#### [本文抜粋]
図1は、本願発明のベントナイト混合土の測定方法の主な工程の流れを示すフロー図であり、中央の列に実施する行為を示し、左列にはその行為に必要なものを、右列にはその行為から生ずるものを示している。
【0019】
本願発明は、現位置のベントナイト混合土をRI測定するにあたって、あらかじめ測定値を補正するための補正式を設定することを1つの特徴としている。この補正式を設定するためには、ベントナイト混合土の試料(サンプル)に対してRI測定と破壊型測定(砂置換法やコアサンプリング法など)を行う。そのため、まずは原位置のベントナイト混合土と同条件のベントナイト混合土の試料(以下、「ベントナイト混合土試料」という。)を用意する。具合的には、原位置のベントナイト混合土と同等の比率でベントナイトが混合されたものをベントナイト混合土試料とする。例えば、原位置のベントナイト混合土のベントナイト混合率が30%であれば、30%のベントナイトと70%の砂(例えばコンクリート骨材用の山砂)を混合したものをベントナイト混合土試料とするとよい。また、現位置で使用されるベントナイトの種類も(Na型のクニゲルV1やCa型のクニボンドなど)同一にすることが望ましい。なお、補正式の設定までの工程(
図1のStep10〜Step50)は、現場(原位置周辺)で行うこともできるし、現場とは異なる実験室等で行うこともできる。

#### [提供データ]
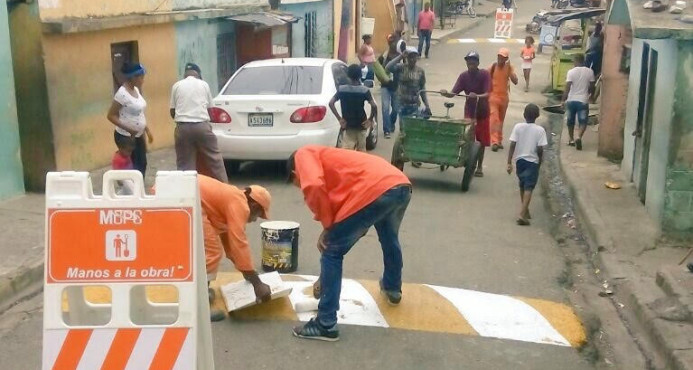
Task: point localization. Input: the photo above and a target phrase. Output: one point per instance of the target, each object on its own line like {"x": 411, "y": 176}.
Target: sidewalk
{"x": 22, "y": 229}
{"x": 649, "y": 286}
{"x": 462, "y": 23}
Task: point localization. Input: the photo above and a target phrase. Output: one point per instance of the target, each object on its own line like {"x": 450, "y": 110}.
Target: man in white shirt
{"x": 578, "y": 92}
{"x": 190, "y": 98}
{"x": 527, "y": 142}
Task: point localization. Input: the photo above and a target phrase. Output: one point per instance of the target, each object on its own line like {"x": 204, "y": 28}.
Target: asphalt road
{"x": 452, "y": 239}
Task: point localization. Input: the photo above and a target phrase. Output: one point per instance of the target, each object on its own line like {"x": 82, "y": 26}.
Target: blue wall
{"x": 196, "y": 42}
{"x": 12, "y": 178}
{"x": 324, "y": 31}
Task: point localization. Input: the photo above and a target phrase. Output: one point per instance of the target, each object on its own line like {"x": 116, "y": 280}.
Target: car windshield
{"x": 276, "y": 80}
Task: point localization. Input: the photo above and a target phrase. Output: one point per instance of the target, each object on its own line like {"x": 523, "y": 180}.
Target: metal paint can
{"x": 280, "y": 246}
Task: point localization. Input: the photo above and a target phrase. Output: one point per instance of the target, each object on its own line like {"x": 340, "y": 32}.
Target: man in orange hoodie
{"x": 226, "y": 210}
{"x": 348, "y": 192}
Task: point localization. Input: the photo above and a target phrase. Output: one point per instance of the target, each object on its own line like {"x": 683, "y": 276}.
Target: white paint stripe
{"x": 186, "y": 356}
{"x": 145, "y": 348}
{"x": 499, "y": 316}
{"x": 357, "y": 306}
{"x": 97, "y": 348}
{"x": 52, "y": 343}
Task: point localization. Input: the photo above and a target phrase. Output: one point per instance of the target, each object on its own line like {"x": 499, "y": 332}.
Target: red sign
{"x": 119, "y": 245}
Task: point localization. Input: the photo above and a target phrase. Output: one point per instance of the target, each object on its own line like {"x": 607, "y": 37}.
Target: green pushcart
{"x": 440, "y": 140}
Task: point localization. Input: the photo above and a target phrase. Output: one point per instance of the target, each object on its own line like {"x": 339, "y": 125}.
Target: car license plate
{"x": 260, "y": 120}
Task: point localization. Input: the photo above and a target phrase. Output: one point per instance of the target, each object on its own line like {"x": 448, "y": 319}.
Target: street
{"x": 450, "y": 239}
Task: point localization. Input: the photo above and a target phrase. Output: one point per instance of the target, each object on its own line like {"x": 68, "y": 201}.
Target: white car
{"x": 270, "y": 108}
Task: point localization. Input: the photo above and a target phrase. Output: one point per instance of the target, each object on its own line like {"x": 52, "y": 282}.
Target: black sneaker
{"x": 393, "y": 298}
{"x": 313, "y": 330}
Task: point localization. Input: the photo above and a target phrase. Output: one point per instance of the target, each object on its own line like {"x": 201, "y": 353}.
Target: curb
{"x": 658, "y": 330}
{"x": 22, "y": 283}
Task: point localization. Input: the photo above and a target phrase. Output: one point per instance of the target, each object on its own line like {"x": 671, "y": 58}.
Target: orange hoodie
{"x": 337, "y": 183}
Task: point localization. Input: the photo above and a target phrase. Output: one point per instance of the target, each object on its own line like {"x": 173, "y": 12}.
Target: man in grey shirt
{"x": 196, "y": 144}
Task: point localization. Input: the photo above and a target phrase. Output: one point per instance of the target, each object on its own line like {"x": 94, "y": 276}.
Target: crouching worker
{"x": 348, "y": 192}
{"x": 226, "y": 210}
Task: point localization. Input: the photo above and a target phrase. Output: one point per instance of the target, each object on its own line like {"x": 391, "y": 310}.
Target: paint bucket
{"x": 280, "y": 246}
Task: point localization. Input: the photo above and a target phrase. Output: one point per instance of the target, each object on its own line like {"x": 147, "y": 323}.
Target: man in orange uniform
{"x": 348, "y": 192}
{"x": 501, "y": 73}
{"x": 225, "y": 211}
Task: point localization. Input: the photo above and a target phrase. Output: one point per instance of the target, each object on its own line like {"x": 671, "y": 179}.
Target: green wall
{"x": 678, "y": 205}
{"x": 35, "y": 130}
{"x": 11, "y": 181}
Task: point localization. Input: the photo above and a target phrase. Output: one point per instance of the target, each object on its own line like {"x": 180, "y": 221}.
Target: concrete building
{"x": 658, "y": 121}
{"x": 67, "y": 56}
{"x": 313, "y": 34}
{"x": 12, "y": 179}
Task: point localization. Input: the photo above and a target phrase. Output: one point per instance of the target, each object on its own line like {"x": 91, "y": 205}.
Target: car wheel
{"x": 372, "y": 139}
{"x": 232, "y": 166}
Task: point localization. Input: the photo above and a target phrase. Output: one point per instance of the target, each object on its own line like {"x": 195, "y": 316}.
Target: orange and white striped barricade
{"x": 504, "y": 23}
{"x": 125, "y": 281}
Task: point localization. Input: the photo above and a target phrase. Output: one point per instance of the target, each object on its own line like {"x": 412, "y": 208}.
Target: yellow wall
{"x": 55, "y": 9}
{"x": 80, "y": 90}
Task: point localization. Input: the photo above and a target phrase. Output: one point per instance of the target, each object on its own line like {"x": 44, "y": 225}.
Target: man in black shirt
{"x": 352, "y": 97}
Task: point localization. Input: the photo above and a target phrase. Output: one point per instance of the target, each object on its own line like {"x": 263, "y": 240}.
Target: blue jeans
{"x": 385, "y": 213}
{"x": 576, "y": 108}
{"x": 389, "y": 109}
{"x": 425, "y": 36}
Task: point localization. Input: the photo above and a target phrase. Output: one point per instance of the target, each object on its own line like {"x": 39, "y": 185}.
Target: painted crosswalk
{"x": 424, "y": 307}
{"x": 482, "y": 41}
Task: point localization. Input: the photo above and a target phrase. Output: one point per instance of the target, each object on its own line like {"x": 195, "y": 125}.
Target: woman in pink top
{"x": 528, "y": 56}
{"x": 366, "y": 55}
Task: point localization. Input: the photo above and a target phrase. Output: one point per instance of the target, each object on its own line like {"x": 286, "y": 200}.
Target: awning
{"x": 265, "y": 19}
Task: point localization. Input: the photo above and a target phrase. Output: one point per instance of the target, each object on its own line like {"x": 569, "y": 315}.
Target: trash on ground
{"x": 241, "y": 293}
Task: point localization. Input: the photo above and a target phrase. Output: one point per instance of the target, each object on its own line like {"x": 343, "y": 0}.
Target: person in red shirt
{"x": 425, "y": 27}
{"x": 348, "y": 192}
{"x": 226, "y": 210}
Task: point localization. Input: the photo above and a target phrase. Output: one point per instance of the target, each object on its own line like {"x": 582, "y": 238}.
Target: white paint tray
{"x": 240, "y": 294}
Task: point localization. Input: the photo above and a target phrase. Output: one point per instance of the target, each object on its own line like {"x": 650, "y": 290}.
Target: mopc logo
{"x": 121, "y": 245}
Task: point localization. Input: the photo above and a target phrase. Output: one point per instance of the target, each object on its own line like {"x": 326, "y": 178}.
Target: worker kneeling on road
{"x": 226, "y": 210}
{"x": 348, "y": 192}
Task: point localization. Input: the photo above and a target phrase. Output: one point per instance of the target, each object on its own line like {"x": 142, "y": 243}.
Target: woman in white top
{"x": 127, "y": 114}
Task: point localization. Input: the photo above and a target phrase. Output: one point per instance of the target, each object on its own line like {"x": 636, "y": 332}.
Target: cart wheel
{"x": 470, "y": 167}
{"x": 397, "y": 159}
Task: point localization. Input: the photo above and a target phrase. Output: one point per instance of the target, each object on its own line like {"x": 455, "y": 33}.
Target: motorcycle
{"x": 537, "y": 21}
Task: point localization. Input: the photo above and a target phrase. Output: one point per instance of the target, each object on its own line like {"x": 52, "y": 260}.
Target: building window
{"x": 226, "y": 58}
{"x": 121, "y": 53}
{"x": 311, "y": 26}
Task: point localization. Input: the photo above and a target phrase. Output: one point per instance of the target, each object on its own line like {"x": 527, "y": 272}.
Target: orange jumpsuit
{"x": 224, "y": 210}
{"x": 337, "y": 183}
{"x": 498, "y": 100}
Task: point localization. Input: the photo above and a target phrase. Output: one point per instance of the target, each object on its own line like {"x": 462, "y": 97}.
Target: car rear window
{"x": 276, "y": 80}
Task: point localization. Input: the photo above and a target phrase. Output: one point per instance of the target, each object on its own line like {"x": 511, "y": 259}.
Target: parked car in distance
{"x": 270, "y": 108}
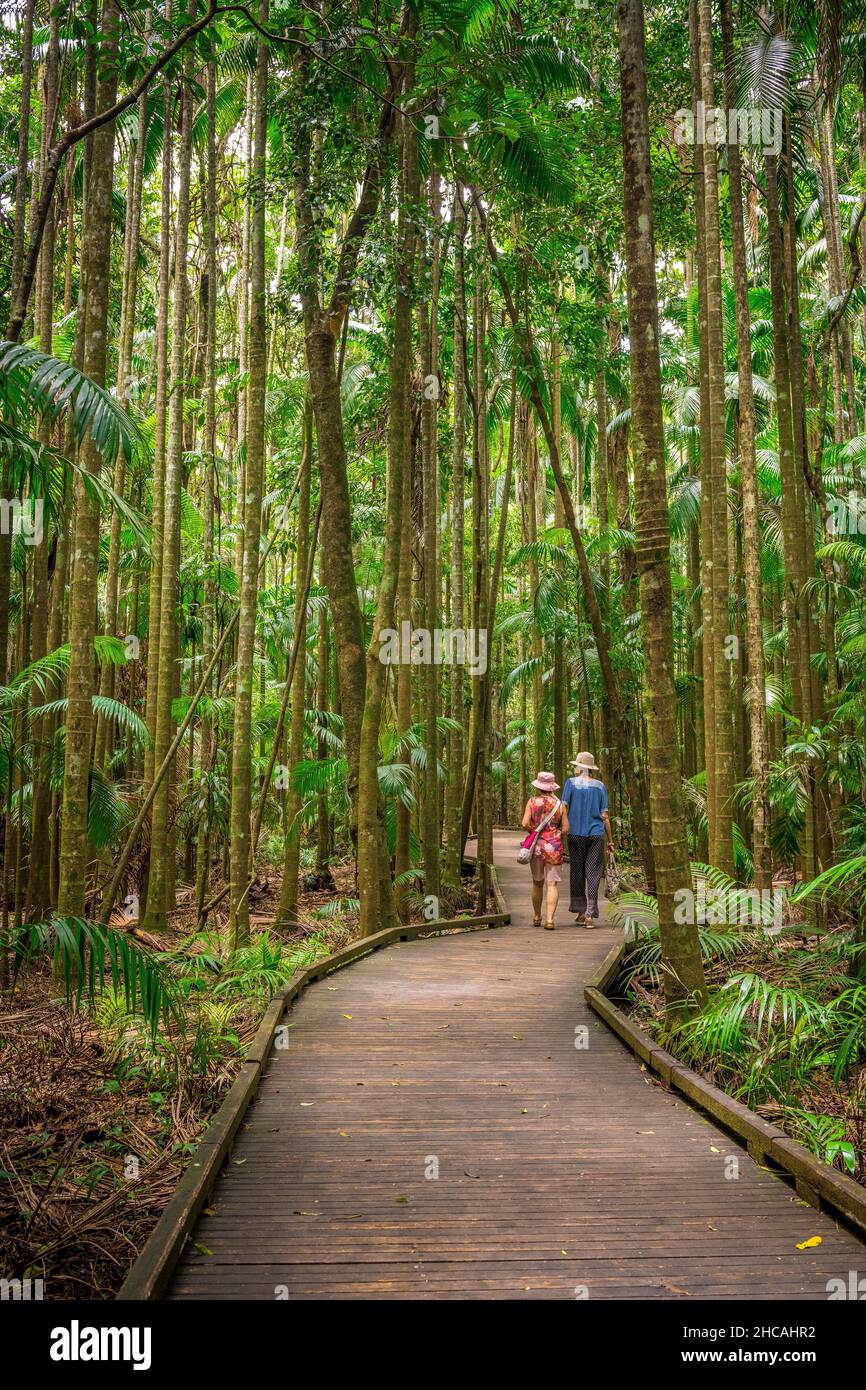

#### [作業一覧]
A. ベントナイト混合土の測定に関する本文のうち、「図1は、本願発明のベントナイ」から「実験室等で行うこともできる。」までのすべてを一字一句違えずに書き写すこと。
B. ベントナイト混合土の測定に関する本文を、示されている最後の文の次から書き継ぐこと。
上の行データはここでは一切使わない。

#### [作業ごとの結果]
A.
図1は、本願発明のベントナイト混合土の測定方法の主な工程の流れを示すフロー図であり、中央の列に実施する行為を示し、左列にはその行為に必要なものを、右列にはその行為から生ずるものを示している。
【0019】
本願発明は、現位置のベントナイト混合土をRI測定するにあたって、あらかじめ測定値を補正するための補正式を設定することを1つの特徴としている。この補正式を設定するためには、ベントナイト混合土の試料(サンプル)に対してRI測定と破壊型測定(砂置換法やコアサンプリング法など)を行う。そのため、まずは原位置のベントナイト混合土と同条件のベントナイト混合土の試料(以下、「ベントナイト混合土試料」という。)を用意する。具合的には、原位置のベントナイト混合土と同等の比率でベントナイトが混合されたものをベントナイト混合土試料とする。例えば、原位置のベントナイト混合土のベントナイト混合率が30%であれば、30%のベントナイトと70%の砂(例えばコンクリート骨材用の山砂)を混合したものをベントナイト混合土試料とするとよい。また、現位置で使用されるベントナイトの種類も(Na型のクニゲルV1やCa型のクニボンドなど)同一にすることが望ましい。なお、補正式の設定までの工程(
図1のStep10〜Step50)は、現場(原位置周辺)で行うこともできるし、現場とは異なる実験室等で行うこともできる。

B.
【0020】
ベントナイト混合土試料が用意できると、試験体を作成する(Step10)。ここで試験体とは、RI測定と破壊型測定を行う対象物であり、ベントナイト混合土試料を用いて作成される。このとき、同じベントナイト混合土試料を使用し、乾燥密度と含水比の組み合わせが異なる複数種類(
図1ではN種類)の試験体が作成される。例えば
図2では、同じベントナイト混合土試料から11種類(ケース)の試験体を作成した例を示している。
【0021】
試験体は、試験用土槽(例えば鋼製土槽)を用いて作成することができる。
図2に示すように11種類の試験体を作成する場合は、11の試験用土槽を用意し、それぞれベントナイト混合土試料を詰めていく。そして、11の試験用土槽のベントナイト混合土試料に対して、それぞれ締固めの度合いを変えることによって、11種類の乾燥密度と含水比の組み合わせをもつ試験体を作成するわけである。なお試験体は、試験用土槽を用いるもののほか、実験フィールドに構築する試験盛土体とすることもできる。後に説明する事前破壊型測定として、コアサンプリング法を採用する場合は試験用土槽を用いた試験体で測定できるが、砂置換法を採用する場合は試験盛土体の試験体とするとよい。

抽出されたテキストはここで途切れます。